> [Work to complete]:
1. Do these statements agree with the Resideo earnings call opening? Answer yes or no for each and quote the words of the text that decide it. (a) The call is being recorded. (b) Joe Ragan is Resideo's President and CEO. (c) The reconciliation of GAAP to non-GAAP results appears in the annual report on Form 10-K.
2. In the entries, take the part that opens with the first line and closes with the line containing "[318,102,358,142]". Write only those lines out again, swapping "bounding box" for "box coordinates" and changing nothing else.

> [Document passage]:

Start

Welcome everyone to the Resideo Technologies First Quarter Earnings Conference Call. Today's call is being recorded. [Operator Instructions] I'd now like to introduce Mr. Michael Mercieca, Vice President of Investor Relations. Mr. Mercieca, you may now begin.

Michael Mercieca

Analyst

Good day everyone. With me today is President and CEO of Resideo, Mike Nefkens; and Resideo's Chief Financial Officer, Joe Ragan. You can find a copy of our first quarter earnings release and presentation materials on the Investor Relations page at resideo.com. Before we get started, I would like to remind you that this morning's presentation contains forward-looking statements. Statements other than historical facts made during this call may constitute forward-looking statements and are not guarantees of future performance or results and involve a number of risks and uncertainties. Actual results may differ materially from those in the forward-looking statements as a result of a number of factors, including those described from time to time in Resideo's filings with the Securities and Exchange Commission. The company assumes no obligation to update any such forward-looking statements. Additionally, during our call today, we will refer to certain non-GAAP financial information. A reconciliation of our GAAP to non-GAAP results is included in the company's earnings press release and accompanying presentation, both of which can be found on the Investor Relations section of our website. We identify the principal risks and uncertainties that affect our performance in our annual report on Form 10-K and other SEC filings. With that, I'd like to turn it over to our President and CEO Mike Nefkens.

End

> [Stored rows]:
Start

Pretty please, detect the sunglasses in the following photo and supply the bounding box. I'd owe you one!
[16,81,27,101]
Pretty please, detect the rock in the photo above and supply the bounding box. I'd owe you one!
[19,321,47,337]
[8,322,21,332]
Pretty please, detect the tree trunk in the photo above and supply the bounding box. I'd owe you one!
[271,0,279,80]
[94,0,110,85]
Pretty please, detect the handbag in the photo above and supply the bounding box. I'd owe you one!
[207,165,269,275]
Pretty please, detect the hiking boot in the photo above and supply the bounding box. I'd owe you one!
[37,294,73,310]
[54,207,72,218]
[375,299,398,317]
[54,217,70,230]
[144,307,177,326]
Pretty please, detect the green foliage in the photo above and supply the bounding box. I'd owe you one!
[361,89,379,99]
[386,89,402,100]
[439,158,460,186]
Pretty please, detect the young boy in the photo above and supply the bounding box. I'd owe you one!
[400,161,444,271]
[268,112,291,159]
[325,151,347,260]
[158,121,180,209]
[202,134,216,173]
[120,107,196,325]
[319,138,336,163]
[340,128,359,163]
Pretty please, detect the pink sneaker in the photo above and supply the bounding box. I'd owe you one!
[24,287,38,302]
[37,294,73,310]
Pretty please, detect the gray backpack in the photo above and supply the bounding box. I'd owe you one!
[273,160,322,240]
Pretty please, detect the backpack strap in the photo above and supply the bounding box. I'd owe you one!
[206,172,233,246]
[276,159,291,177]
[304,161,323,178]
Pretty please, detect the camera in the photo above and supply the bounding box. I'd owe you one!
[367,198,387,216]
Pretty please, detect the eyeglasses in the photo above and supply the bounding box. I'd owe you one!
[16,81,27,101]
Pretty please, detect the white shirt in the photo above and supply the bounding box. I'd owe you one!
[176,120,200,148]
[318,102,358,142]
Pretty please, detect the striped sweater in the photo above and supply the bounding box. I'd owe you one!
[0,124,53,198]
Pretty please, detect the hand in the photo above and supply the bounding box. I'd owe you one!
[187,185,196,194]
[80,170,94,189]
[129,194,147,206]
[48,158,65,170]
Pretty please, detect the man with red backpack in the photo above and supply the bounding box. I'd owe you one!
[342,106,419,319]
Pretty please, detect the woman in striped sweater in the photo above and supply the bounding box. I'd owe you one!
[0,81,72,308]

End

> [Task-by-task outputs]:
1.
(a) Yes: "Today's call is being recorded."
(b) No: "Resideo's Chief Financial Officer, Joe Ragan"
(c) No: "A reconciliation of our GAAP to non-GAAP results is included in the company's earnings press release and accompanying presentation"

2.
Pretty please, detect the sunglasses in the following photo and supply the box coordinates. I'd owe you one!
[16,81,27,101]
Pretty please, detect the rock in the photo above and supply the box coordinates. I'd owe you one!
[19,321,47,337]
[8,322,21,332]
Pretty please, detect the tree trunk in the photo above and supply the box coordinates. I'd owe you one!
[271,0,279,80]
[94,0,110,85]
Pretty please, detect the handbag in the photo above and supply the box coordinates. I'd owe you one!
[207,165,269,275]
Pretty please, detect the hiking boot in the photo above and supply the box coordinates. I'd owe you one!
[37,294,73,310]
[54,207,72,218]
[375,299,398,317]
[54,217,70,230]
[144,307,177,326]
Pretty please, detect the green foliage in the photo above and supply the box coordinates. I'd owe you one!
[361,89,379,99]
[386,89,402,100]
[439,158,460,186]
Pretty please, detect the young boy in the photo above and supply the box coordinates. I'd owe you one!
[400,161,444,271]
[268,112,291,159]
[325,151,347,260]
[158,121,180,209]
[202,134,216,173]
[120,107,196,325]
[319,138,336,163]
[340,128,359,163]
Pretty please, detect the pink sneaker in the photo above and supply the box coordinates. I'd owe you one!
[24,287,38,302]
[37,294,73,310]
Pretty please, detect the gray backpack in the photo above and supply the box coordinates. I'd owe you one!
[273,160,322,240]
Pretty please, detect the backpack strap in the photo above and supply the box coordinates. I'd owe you one!
[206,172,233,246]
[276,159,291,177]
[304,161,323,178]
Pretty please, detect the camera in the photo above and supply the box coordinates. I'd owe you one!
[367,198,387,216]
Pretty please, detect the eyeglasses in the photo above and supply the box coordinates. I'd owe you one!
[16,81,27,101]
Pretty please, detect the white shirt in the photo above and supply the box coordinates. I'd owe you one!
[176,120,200,148]
[318,102,358,142]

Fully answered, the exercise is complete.